Problem: Retype each entry. Leave every word as it is.

*** Opening of Records for this exercise ***

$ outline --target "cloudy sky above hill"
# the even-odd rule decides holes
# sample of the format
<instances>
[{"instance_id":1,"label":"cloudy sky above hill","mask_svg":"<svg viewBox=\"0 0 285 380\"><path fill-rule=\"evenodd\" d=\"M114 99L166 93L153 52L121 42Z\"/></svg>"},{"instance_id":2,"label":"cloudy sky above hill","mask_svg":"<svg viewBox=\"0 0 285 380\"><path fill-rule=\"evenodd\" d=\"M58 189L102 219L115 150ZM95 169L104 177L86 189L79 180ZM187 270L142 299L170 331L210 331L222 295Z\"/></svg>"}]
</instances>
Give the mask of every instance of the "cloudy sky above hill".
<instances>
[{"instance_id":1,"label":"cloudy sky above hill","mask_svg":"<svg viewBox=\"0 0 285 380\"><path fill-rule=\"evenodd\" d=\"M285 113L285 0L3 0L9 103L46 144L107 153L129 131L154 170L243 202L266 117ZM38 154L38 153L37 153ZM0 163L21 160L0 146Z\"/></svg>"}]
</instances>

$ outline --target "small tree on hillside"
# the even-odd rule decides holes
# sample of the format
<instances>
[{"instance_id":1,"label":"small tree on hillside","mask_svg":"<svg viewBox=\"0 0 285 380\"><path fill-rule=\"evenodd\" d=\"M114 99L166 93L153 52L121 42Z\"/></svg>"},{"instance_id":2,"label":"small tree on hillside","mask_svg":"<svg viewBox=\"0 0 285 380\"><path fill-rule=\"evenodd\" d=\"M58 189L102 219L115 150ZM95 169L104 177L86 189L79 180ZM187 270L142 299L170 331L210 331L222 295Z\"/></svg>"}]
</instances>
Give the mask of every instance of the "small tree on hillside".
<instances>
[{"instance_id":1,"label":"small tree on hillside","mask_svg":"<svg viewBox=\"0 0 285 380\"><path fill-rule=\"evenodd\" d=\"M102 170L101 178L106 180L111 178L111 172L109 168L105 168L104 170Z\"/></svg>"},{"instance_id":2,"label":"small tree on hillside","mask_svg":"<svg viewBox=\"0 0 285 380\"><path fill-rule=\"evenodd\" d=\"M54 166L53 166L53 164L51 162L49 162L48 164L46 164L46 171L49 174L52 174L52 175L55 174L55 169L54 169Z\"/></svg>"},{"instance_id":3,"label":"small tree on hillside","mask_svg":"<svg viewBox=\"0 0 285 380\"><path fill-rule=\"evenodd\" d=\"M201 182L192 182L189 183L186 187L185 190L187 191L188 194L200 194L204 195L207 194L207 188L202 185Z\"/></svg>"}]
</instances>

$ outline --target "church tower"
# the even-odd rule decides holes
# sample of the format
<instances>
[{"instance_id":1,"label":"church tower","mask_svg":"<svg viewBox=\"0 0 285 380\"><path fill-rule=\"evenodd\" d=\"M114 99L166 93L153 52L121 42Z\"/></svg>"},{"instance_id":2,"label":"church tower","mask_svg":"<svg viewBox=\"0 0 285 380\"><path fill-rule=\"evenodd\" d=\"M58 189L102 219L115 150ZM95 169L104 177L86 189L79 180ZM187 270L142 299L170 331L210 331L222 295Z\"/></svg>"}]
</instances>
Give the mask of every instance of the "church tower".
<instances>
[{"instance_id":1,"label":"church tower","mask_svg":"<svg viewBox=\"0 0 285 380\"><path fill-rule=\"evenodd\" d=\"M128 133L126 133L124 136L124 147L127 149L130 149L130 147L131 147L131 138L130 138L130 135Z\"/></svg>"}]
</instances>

*** Close of Records for this exercise ***

Answer to this exercise:
$ outline --target "cloudy sky above hill"
# the even-odd rule decides holes
# sample of the format
<instances>
[{"instance_id":1,"label":"cloudy sky above hill","mask_svg":"<svg viewBox=\"0 0 285 380\"><path fill-rule=\"evenodd\" d=\"M114 99L166 93L153 52L121 42Z\"/></svg>"},{"instance_id":2,"label":"cloudy sky above hill","mask_svg":"<svg viewBox=\"0 0 285 380\"><path fill-rule=\"evenodd\" d=\"M58 189L102 219L115 150ZM95 169L104 177L86 189L79 180ZM187 270L142 299L170 331L210 331L222 295Z\"/></svg>"}]
</instances>
Give the mask of every instance of the "cloudy sky above hill".
<instances>
[{"instance_id":1,"label":"cloudy sky above hill","mask_svg":"<svg viewBox=\"0 0 285 380\"><path fill-rule=\"evenodd\" d=\"M285 113L285 0L3 0L9 103L46 144L107 153L129 131L154 170L243 202L266 117ZM38 154L38 153L37 153ZM0 163L21 160L0 146Z\"/></svg>"}]
</instances>

$ outline --target "small tree on hillside"
# the even-odd rule decides holes
# sample of the format
<instances>
[{"instance_id":1,"label":"small tree on hillside","mask_svg":"<svg viewBox=\"0 0 285 380\"><path fill-rule=\"evenodd\" d=\"M114 99L166 93L153 52L121 42Z\"/></svg>"},{"instance_id":2,"label":"small tree on hillside","mask_svg":"<svg viewBox=\"0 0 285 380\"><path fill-rule=\"evenodd\" d=\"M58 189L102 219L115 150ZM95 169L104 177L86 189L79 180ZM187 270L142 299L170 331L210 331L222 295Z\"/></svg>"}]
</instances>
Give the mask of every instance of the "small tree on hillside".
<instances>
[{"instance_id":1,"label":"small tree on hillside","mask_svg":"<svg viewBox=\"0 0 285 380\"><path fill-rule=\"evenodd\" d=\"M102 170L101 178L106 180L111 178L111 172L109 168L105 168L104 170Z\"/></svg>"},{"instance_id":2,"label":"small tree on hillside","mask_svg":"<svg viewBox=\"0 0 285 380\"><path fill-rule=\"evenodd\" d=\"M54 166L53 166L53 164L51 162L49 162L48 164L46 164L46 171L49 174L52 174L52 175L55 174L55 169L54 169Z\"/></svg>"},{"instance_id":3,"label":"small tree on hillside","mask_svg":"<svg viewBox=\"0 0 285 380\"><path fill-rule=\"evenodd\" d=\"M201 182L192 182L189 183L186 187L185 190L187 191L188 194L200 194L204 195L207 194L207 188L202 185Z\"/></svg>"}]
</instances>

$ outline --target "church tower"
# the even-odd rule decides holes
# sample of the format
<instances>
[{"instance_id":1,"label":"church tower","mask_svg":"<svg viewBox=\"0 0 285 380\"><path fill-rule=\"evenodd\" d=\"M114 99L166 93L153 52L121 42Z\"/></svg>"},{"instance_id":2,"label":"church tower","mask_svg":"<svg viewBox=\"0 0 285 380\"><path fill-rule=\"evenodd\" d=\"M58 189L102 219L115 150ZM95 169L104 177L86 189L79 180ZM187 270L142 299L170 331L210 331L222 295Z\"/></svg>"}]
</instances>
Give the mask of every instance of the "church tower".
<instances>
[{"instance_id":1,"label":"church tower","mask_svg":"<svg viewBox=\"0 0 285 380\"><path fill-rule=\"evenodd\" d=\"M128 133L126 133L124 136L124 147L127 149L130 149L130 147L131 147L131 138L130 138L130 135Z\"/></svg>"}]
</instances>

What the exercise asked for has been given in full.